Task ::
Output every line of the data exactly as it appears.
<<<<
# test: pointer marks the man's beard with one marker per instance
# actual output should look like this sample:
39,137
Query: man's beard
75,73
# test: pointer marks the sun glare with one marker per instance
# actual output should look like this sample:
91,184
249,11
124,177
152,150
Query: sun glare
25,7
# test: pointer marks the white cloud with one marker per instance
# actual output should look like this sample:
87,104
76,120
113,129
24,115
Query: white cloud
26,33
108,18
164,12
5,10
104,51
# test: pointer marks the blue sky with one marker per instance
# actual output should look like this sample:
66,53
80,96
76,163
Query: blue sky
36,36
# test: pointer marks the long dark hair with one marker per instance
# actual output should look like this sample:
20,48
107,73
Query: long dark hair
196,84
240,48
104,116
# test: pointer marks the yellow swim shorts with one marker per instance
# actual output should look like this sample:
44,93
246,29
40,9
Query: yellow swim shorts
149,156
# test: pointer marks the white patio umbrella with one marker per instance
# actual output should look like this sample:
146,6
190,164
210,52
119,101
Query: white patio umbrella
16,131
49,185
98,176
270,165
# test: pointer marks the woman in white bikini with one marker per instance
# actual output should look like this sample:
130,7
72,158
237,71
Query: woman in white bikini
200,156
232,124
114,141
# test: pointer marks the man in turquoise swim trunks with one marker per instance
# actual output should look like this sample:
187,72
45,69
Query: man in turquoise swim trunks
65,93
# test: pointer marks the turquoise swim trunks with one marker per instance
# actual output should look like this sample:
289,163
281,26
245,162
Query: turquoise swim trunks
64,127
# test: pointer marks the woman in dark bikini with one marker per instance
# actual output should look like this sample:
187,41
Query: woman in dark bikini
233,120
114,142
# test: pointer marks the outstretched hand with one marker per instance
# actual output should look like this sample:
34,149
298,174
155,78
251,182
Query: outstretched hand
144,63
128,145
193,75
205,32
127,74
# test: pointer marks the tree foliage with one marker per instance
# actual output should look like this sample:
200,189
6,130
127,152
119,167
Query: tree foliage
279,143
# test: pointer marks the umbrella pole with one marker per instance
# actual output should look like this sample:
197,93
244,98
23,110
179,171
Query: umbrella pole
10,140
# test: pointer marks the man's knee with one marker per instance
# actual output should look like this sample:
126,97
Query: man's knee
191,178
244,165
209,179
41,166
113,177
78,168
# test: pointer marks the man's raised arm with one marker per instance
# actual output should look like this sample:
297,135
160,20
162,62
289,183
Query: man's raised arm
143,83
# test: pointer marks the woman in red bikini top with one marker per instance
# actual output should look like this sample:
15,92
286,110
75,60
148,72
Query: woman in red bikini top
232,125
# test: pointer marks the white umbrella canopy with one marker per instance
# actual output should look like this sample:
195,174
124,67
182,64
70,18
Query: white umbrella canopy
>>>>
Written reply ::
# test: pointer marks the man's beard with one marker per instance
# actual output should look like this sample:
39,137
Query: man's beard
75,73
# test: pointer marks the sun glare with one marker per instance
# actual output should look like this sample:
91,184
249,11
124,177
152,150
Query: sun glare
25,7
# test: pointer marks the white cloud with one marker per instance
# actual output should look like this sample:
87,104
76,120
113,129
24,115
Query: white cloud
26,33
108,18
164,12
5,10
104,51
# test: pointer marks the blue sky with one marker per instance
# actual output should look like this sample:
66,53
80,96
76,163
Query: blue sky
36,36
# test: pointer marks the long dark hair with one marker per instance
# actual output should look like this sample:
20,48
107,73
Query: long dark hair
196,84
240,48
104,116
# test: pointer marks the yellow swim shorts with one marker per instance
# actual output should look like this sample:
44,93
246,29
40,9
Query: yellow swim shorts
149,156
# test: pointer marks the white patio umbrella with one marker per instance
# actual output should look like this sample:
146,6
190,164
210,52
119,101
Query: white patio umbrella
16,131
49,185
98,176
270,165
# test: pointer marks the woman in white bikini with one marker per instance
# actual output should look like this sample:
130,7
72,158
237,71
Query: woman in white bikini
200,156
232,124
114,141
# test: pointer marks the man in turquoise swim trunks with one marker per instance
# actual output should look like this sample:
187,72
45,69
Query: man in turquoise swim trunks
65,93
# test: pointer marks the turquoise swim trunks with one marker per instance
# actual output should look like this sample:
289,163
281,26
245,162
Query: turquoise swim trunks
64,127
# test: pointer marks the woman in dark bikini with one marker per instance
# actual output should look like this sample:
187,41
Query: woman in dark bikini
233,120
114,142
# test: pointer marks the outstretched hand with one marker per instance
# actual output should look like this sample:
34,149
298,174
155,78
251,182
Query: outstretched hand
144,63
128,145
193,75
205,32
127,74
# test: pointer marks the tree foliage with one marker per instance
# actual output should look like this sample:
200,189
6,130
127,152
119,167
Query: tree foliage
279,143
# test: pointer marks the umbrella pole with one marker per instance
# actual output should look like this sample:
197,93
244,98
23,110
179,171
Query: umbrella pole
10,140
# test: pointer marks the man's knee with one marker per instance
# actual output should look like this sample:
126,97
Query: man's knee
191,178
244,165
209,179
41,166
113,177
78,168
# test: pointer marks the man's raised arm with one marker per instance
# actual output should look like this sample:
297,135
160,20
162,62
289,183
Query: man's raised arm
143,83
# test: pointer marks the woman in red bikini top with one marker per instance
# actual output should look like this sample:
15,92
286,110
75,60
148,72
Query: woman in red bikini top
232,125
# test: pointer marks the white umbrella canopy with one marker per instance
# actual output should look like this sample:
195,174
124,67
182,64
70,18
Query: white umbrella canopy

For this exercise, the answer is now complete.